SUPPLIED TEXT

※ ※ ※

In such a rotating vane-type compressor, the vane may define a variable compression space in the cylinder. Therefore, if the vane does not have an accurate orientation at an accurate position, a working fluid may leak between the cylinder and the vane, accurately between the inner circumferential surface of the cylinder and an end of the vane facing the same. In particular, as the vane rotates at a high speed with the rotor, accurate placement and orientation of the vane may be even more important for the reliability and stability of the compressor. In addition, although the vane is under a harsh operating environment, such as continuous high-speed rotation, the vane does not have a structure and shape having high strength and rigidity. Therefore, in order to ensure the reliability and stability of the compressor, it is also necessary to consider the structural stability and reliability of the vane.

In this regard, Japanese Patent No. JP5660919 discloses a rotary compressor in which a vane is accurately positioned with respect to a rotor and a cylinder. However, the rotary compressor of Japanese Patent Registration JP5660919 uses many members, such as a vane guide and a vane bush, to guide the vane, and thus, causes an increase in production costs and a decrease in productivity. In addition, in Japanese Patent Registration JP5660919, the structural stability of the vane itself is not specifically considered.

Embodiments disclosed herein have been devised to solve the above-mentioned problems, and provide a rotary compressor for accurately orienting a vane while having a simple structure. Embodiments disclosed herein also provide a rotary compressor comprising a vane having structural stability and reliability.

※ ※ ※

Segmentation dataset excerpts
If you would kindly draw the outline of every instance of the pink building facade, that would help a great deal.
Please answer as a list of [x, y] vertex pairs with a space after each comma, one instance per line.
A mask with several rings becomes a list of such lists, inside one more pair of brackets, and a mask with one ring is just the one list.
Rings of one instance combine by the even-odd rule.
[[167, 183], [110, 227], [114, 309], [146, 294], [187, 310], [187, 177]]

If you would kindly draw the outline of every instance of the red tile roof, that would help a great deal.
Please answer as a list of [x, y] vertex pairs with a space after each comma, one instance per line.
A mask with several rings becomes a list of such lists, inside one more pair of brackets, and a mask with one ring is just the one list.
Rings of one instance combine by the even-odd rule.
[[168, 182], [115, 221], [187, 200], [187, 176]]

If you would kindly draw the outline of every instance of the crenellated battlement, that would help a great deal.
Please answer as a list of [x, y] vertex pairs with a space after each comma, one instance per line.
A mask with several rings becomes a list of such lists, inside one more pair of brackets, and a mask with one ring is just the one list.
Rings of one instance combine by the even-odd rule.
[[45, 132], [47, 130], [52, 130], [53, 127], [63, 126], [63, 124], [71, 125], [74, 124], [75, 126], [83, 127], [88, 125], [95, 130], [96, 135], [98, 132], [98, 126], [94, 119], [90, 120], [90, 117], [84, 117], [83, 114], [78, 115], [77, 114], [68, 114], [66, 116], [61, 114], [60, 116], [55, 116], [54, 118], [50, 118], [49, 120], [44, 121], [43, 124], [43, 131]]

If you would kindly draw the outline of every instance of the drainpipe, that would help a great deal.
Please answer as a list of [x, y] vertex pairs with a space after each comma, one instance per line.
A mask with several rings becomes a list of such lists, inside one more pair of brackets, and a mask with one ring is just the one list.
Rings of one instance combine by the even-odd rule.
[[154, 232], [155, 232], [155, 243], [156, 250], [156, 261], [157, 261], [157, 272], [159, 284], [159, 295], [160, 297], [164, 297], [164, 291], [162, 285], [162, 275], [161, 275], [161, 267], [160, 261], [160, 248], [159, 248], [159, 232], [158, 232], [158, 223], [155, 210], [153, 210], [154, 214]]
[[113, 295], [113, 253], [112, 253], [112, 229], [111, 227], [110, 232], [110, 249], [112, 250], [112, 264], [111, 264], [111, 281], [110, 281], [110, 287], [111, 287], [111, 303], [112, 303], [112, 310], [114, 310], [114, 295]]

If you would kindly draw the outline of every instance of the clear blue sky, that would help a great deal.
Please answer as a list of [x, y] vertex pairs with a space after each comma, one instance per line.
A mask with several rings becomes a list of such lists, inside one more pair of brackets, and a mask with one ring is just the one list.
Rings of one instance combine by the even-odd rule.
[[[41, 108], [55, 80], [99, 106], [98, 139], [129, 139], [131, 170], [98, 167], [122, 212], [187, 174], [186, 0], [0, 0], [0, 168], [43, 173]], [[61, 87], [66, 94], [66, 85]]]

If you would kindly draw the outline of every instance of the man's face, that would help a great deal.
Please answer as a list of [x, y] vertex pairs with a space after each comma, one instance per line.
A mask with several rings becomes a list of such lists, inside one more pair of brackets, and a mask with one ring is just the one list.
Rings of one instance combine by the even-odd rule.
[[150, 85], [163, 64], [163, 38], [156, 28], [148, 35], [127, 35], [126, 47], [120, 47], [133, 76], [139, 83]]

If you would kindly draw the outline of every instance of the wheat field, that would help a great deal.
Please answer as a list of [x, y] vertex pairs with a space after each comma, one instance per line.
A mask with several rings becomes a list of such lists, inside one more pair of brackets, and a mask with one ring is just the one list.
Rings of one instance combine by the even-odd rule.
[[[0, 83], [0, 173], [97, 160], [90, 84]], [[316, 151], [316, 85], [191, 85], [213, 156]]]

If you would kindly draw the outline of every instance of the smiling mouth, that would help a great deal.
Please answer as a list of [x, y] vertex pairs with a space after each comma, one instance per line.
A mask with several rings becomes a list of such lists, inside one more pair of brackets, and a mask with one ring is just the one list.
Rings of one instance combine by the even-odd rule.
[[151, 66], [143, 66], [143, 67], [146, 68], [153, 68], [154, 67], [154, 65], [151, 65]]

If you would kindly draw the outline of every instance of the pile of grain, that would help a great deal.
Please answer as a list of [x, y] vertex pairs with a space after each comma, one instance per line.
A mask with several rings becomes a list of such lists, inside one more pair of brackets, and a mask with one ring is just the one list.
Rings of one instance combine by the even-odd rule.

※ ※ ※

GIVEN TASK 1
Update the rotary compressor passage by reproducing it starting with "In this regard, Japanese" and going on through "not specifically considered.", with "vane bush" changed to "vane sleeve".
GIVEN TASK 2
State whether each of the following statements agrees with the rotary compressor passage. Answer yes or no for each, and quote the words of the passage that decide it. (a) The rotary compressor of JP5660919 relies on a vane guide and a vane bush to guide the vane. (b) The vane has a structure and shape of high strength and rigidity. (c) The vane rotates at a high speed together with the rotor.
GIVEN TASK 3
Resume the rotary compressor passage, continuing after its final sentence.

EXERCISE RESULT 1
In this regard, Japanese Patent No. JP5660919 discloses a rotary compressor in which a vane is accurately positioned with respect to a rotor and a cylinder. However, the rotary compressor of Japanese Patent Registration JP5660919 uses many members, such as a vane guide and a vane sleeve, to guide the vane, and thus, causes an increase in production costs and a decrease in productivity. In addition, in Japanese Patent Registration JP5660919, the structural stability of the vane itself is not specifically considered.

EXERCISE RESULT 2
(a) Yes: "uses many members, such as a vane guide and a vane bush, to guide the vane"
(b) No: "the vane does not have a structure and shape having high strength and rigidity"
(c) Yes: "as the vane rotates at a high speed with the rotor"

EXERCISE RESULT 3
Embodiments disclosed herein provide a guide structure of a vane having a simple structure in order to solve the above-mentioned problems. The guide mechanism is implemented through a simple mechanical structure, such as slots and grooves, and thus, may be formed by simple mechanical processing and may not increase the number of parts or components. In addition, the guide mechanism may accurately orient the vanes without failure or damage due to a simple structure thereof.

Embodiments disclosed herein may also include an additional bearing structure that supports rotational motion of the vane. The bearing structure may prevent wear and damage of the vane while enabling the vane to rotate.

Embodiments disclosed herein provide a rotary compressor that may include a cylinder, a chamber eccentrically formed in the cylinder and accommodating a predetermined working fluid, a rotor rotatably accommodated within the chamber and disposed concentrically to the cylinder, first and second bearings that are disposed above and below the cylinder to seal the chamber, respectively and support a drive shaft of the rotor, a plurality of vanes installed in the rotor to be moved in a radial direction of the rotor and protruding to an inner circumferential surface of the cylinder from the rotor to divide the chamber into a plurality of compression spaces, first and second guide grooves formed concentrically to the chamber on surfaces of the first and second bearings, facing the chamber of the first and second bearings, to accommodate a portion of the vanes and continuously guiding the vanes to protrude to the inner circumferential surface of the cylinder while the rotor rotates, and an auxiliary bearing provided in any one of the first and second guide grooves and rotating with the vanes. The auxiliary bearing may include an outer ring fixed in any one of the first and second guide grooves, and an inner ring in contact with a portion of the vanes and rotating relative to the outer ring with a portion of the vanes. The auxiliary bearing may further include a rolling member disposed between the outer ring and the inner ring.

The auxiliary bearing may further include a cover that isolates the bearing from the chamber. The cover may entirely cover a surface of the auxiliary bearing, facing the chamber. The auxiliary bearing may be accommodated not to protrude into any one of the first and second grooves.

The auxiliary bearing may be disposed to overlap the rotor. A width of an overlap region of the auxiliary bearing and the rotor may be set to at least 1.5 mm.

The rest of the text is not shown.